## Records for this exercise
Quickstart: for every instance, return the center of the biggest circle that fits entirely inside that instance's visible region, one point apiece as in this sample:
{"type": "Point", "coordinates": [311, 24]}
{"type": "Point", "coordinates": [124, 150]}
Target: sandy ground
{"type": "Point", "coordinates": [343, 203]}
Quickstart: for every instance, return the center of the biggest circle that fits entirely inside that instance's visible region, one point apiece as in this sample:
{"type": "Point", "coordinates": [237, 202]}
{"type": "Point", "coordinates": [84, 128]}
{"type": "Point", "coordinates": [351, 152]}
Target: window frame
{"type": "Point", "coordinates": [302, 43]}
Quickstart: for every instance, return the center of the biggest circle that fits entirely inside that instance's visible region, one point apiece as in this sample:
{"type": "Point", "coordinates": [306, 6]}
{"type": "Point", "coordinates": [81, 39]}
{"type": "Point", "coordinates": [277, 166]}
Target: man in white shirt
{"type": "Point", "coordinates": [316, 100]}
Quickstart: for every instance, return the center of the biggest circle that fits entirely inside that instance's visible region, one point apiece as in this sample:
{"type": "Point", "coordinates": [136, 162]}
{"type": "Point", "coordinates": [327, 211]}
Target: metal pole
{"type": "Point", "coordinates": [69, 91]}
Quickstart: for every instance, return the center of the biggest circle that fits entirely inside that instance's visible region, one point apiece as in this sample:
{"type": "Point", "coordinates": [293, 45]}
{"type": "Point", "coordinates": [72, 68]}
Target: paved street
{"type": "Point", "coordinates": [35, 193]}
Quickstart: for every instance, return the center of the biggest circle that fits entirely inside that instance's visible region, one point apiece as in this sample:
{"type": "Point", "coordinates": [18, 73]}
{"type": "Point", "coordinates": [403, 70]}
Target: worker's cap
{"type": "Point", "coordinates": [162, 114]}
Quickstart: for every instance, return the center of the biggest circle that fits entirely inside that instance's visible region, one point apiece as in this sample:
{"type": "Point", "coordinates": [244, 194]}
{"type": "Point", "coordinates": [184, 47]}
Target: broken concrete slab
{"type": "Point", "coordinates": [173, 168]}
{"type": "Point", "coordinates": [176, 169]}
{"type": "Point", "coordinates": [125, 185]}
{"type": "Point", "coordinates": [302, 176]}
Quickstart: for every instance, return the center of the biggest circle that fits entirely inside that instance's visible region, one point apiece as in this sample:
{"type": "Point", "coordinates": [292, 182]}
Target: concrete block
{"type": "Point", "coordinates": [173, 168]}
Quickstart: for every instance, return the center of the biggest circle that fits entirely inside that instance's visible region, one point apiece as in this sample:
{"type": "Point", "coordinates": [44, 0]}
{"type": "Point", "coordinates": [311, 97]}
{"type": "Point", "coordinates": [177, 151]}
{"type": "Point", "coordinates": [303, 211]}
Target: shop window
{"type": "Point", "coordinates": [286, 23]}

## Work required
Reproduce every line of the data verbatim.

## Reply
Quickstart: for every instance, return the center of the biggest circle that fits entirely inside that instance's visible region, one point apiece as in this sample:
{"type": "Point", "coordinates": [311, 24]}
{"type": "Point", "coordinates": [124, 150]}
Target: sandy ground
{"type": "Point", "coordinates": [343, 203]}
Quickstart: for every instance, return the center of the biggest circle that fits entirely inside that instance's visible region, one point apiece as in this sample:
{"type": "Point", "coordinates": [237, 202]}
{"type": "Point", "coordinates": [84, 128]}
{"type": "Point", "coordinates": [351, 152]}
Target: window frame
{"type": "Point", "coordinates": [302, 43]}
Quickstart: for every instance, return the center of the biggest circle that fits entirely inside that instance's visible region, one point apiece as in this sample:
{"type": "Point", "coordinates": [306, 6]}
{"type": "Point", "coordinates": [81, 39]}
{"type": "Point", "coordinates": [277, 166]}
Target: man in white shirt
{"type": "Point", "coordinates": [316, 100]}
Quickstart: for every instance, return the center of the biggest circle that fits entirely inside that instance's visible region, one point apiece as in this sample:
{"type": "Point", "coordinates": [136, 162]}
{"type": "Point", "coordinates": [327, 211]}
Target: metal pole
{"type": "Point", "coordinates": [69, 91]}
Quickstart: for every instance, return the center of the biggest circle that fits entirely inside that instance's visible region, one point apiece as in this sample:
{"type": "Point", "coordinates": [293, 45]}
{"type": "Point", "coordinates": [72, 68]}
Target: paved street
{"type": "Point", "coordinates": [35, 193]}
Quickstart: for every instance, return the center of the biggest circle that fits entirely inside that instance's visible region, one point apiece as in this sample:
{"type": "Point", "coordinates": [18, 73]}
{"type": "Point", "coordinates": [403, 70]}
Target: worker's cap
{"type": "Point", "coordinates": [162, 114]}
Quickstart: for every instance, return the center of the biggest circle that fits entirely inside that instance's visible region, one point apiece as in this sample:
{"type": "Point", "coordinates": [244, 194]}
{"type": "Point", "coordinates": [184, 47]}
Target: broken concrete slab
{"type": "Point", "coordinates": [173, 168]}
{"type": "Point", "coordinates": [176, 169]}
{"type": "Point", "coordinates": [125, 185]}
{"type": "Point", "coordinates": [302, 176]}
Quickstart: for every instance, return the center of the biggest circle that fits entirely inside that instance's visible region, one point apiece as in this sample:
{"type": "Point", "coordinates": [292, 182]}
Target: concrete block
{"type": "Point", "coordinates": [173, 168]}
Quickstart: for every instance, return the center of the biggest circle that fits entirely inside that instance's visible region, one point apiece as in this sample:
{"type": "Point", "coordinates": [44, 0]}
{"type": "Point", "coordinates": [311, 97]}
{"type": "Point", "coordinates": [177, 151]}
{"type": "Point", "coordinates": [303, 211]}
Target: shop window
{"type": "Point", "coordinates": [286, 23]}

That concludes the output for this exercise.